*Compiti ed esercizi*.
1) Elenchi tutti gli strumenti a disposizione dell'ecocardiografista per lo studio del PFO citati nell'estratto del documento.
2) Secondo l'estratto del documento, le affermazioni seguenti sono corrette? Risponda sì o no a ciascuna e citi testualmente le parole che lo stabiliscono.
(a) Il PFO è presente in una persona su cinque.
(b) La manovra di Valsalva è efficace se il setto si sposta a destra.
(c) La sessione è stata moderata da un solo medico.

INCONTRO CON L’ESPERTO
CHIUSURA PFO ED ECOCARDIOGRAFIA: COSA FAR SAPERE AL CARDIOLOGO INTERVENTISTA

di Nicolina Conti

 

Nella giornata conclusiva del 53° Congresso ANMCO si è tenuto l’incontro con gli esperti che ha fornito un approccio pratico sul rapporto tra cardiologo interventista ed ecocardiografista in tema di chiusura di forame o vale pervio (PFO).

La sessione è stata moderata dal Dott. Alfredo De Nardo e dal Dott. Marco Malvezzi Caracciolo D’Aquino.

Per prima è intervenuta la Dott.ssa Benedetta Carla De Chiara, che ha mostrato quali sono i dati ecocardiografici che interessano all’interventista. Il concetto base fondamentale da tenere a mente è che si parla di una struttura obliqua, che provoca uno shunt tendenzialmente dx-sn e che è presente in 1 persona su 5. Il ruolo dell’ecocardiografista durante l’esame è stimolarne l’apertura, pertanto è fondamentale far eseguire al paziente una corretta manovra di Valsalva (efficace se il setto si sposta a sn). Gli strumenti a disposizione sono ecocardiogramma transtoracico (TTE) e transesofageo (TEE) e Doppler transcranico, tutti eseguiti con l’ausilio di contrasto data la bassa sensibilità del color Doppler. La scelta della tecnica TT o TE dipende dal singolo paziente: non è sempre semplice ottenere una adeguata immagine al TTE, ma a volte eseguire un TEE può rappresentare un problema di logistica e può essere complesso per il paziente eseguire la manovra di Valsalva in tali condizioni. Il TEE risulta comunque fondamentale per la caratterizzazione morfologica del PFO che è cruciale per programmare la procedura: è importante evidenziare se c’è un tunnel differenziandolo da un left atrial pouch (piccola tasca con recesso in cui possono esserci trombi ma non c’è pervietà e non c’entra nulla con il PFO), il suo rapporto con aorta e vene cave, se il PFO è anatomicamente semplice o complesso e indicarne la posizione (anteriore, posteriore o laterale). È importante fornire misurazioni precise all’interventista: la dimensione della fossa ovale, la lunghezza e larghezza del tunnel e del rim verso l’aorta. In più fondamentali da riportare per l’operatore sono la presenza di aneurisma del setto, la morfologia del septum secundum (assente, lipomatoso…) e se vi sono valvola di Eustachio o rete di Chiari prominenti.

*Insieme dei record*.
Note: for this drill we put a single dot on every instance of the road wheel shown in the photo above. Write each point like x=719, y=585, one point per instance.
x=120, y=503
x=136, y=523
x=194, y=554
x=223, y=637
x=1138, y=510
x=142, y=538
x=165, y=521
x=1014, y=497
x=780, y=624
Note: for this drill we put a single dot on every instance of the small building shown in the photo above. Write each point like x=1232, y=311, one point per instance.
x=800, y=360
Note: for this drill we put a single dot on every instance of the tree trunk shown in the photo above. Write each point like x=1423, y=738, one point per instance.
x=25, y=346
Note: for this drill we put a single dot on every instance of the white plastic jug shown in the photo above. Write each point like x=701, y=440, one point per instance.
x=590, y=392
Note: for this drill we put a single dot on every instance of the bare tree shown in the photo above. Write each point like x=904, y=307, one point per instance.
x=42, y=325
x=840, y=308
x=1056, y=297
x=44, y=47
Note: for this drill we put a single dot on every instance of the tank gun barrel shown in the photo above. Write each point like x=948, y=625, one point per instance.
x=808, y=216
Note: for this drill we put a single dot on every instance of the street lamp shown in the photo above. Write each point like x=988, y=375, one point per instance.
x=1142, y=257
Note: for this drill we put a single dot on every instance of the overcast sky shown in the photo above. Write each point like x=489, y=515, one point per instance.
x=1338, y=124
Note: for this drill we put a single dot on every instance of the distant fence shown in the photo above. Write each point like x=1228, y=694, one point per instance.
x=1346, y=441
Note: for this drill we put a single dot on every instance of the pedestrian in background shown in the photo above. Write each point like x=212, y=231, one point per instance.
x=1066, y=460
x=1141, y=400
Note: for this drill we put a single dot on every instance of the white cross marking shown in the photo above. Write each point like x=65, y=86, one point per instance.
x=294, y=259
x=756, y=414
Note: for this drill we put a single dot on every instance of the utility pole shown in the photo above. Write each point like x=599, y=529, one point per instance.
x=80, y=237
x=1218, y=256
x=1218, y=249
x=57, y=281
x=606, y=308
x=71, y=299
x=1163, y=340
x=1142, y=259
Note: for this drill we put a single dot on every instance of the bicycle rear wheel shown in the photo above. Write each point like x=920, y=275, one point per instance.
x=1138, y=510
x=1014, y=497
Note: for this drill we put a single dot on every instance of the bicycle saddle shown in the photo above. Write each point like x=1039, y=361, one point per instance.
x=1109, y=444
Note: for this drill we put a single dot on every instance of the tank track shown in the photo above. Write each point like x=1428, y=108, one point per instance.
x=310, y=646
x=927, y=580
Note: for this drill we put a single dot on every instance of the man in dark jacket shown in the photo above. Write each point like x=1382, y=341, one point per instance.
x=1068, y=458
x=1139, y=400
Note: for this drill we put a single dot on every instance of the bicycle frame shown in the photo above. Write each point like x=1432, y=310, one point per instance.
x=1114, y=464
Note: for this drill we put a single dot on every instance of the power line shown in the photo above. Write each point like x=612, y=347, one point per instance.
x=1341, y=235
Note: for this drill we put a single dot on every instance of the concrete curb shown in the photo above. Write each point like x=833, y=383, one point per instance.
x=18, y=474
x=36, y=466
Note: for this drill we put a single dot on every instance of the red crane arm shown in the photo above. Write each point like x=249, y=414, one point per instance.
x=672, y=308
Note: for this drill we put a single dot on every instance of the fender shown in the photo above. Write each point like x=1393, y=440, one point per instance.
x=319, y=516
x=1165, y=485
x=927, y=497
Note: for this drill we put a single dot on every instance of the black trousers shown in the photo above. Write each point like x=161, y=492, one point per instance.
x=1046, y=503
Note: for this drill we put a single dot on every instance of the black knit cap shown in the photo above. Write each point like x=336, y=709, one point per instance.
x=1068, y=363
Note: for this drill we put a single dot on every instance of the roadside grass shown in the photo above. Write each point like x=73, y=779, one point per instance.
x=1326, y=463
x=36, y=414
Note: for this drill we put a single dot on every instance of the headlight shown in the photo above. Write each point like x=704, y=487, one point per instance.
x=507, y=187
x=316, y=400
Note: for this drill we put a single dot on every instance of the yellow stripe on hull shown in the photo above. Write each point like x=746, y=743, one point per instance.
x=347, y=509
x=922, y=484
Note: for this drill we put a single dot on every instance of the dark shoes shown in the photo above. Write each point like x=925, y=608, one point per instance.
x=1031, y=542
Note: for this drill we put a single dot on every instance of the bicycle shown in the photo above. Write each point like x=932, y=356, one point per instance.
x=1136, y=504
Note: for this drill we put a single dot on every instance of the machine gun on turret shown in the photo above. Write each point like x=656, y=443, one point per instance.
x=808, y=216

*Risposte*.
1)
- Ecocardiogramma transtoracico (TTE)
- Ecocardiogramma transesofageo (TEE)
- Doppler transcranico

2)
(a) Sì: «è presente in 1 persona su 5».
(b) No: «efficace se il setto si sposta a sn».
(c) No: «moderata dal Dott. Alfredo De Nardo e dal Dott. Marco Malvezzi Caracciolo D’Aquino».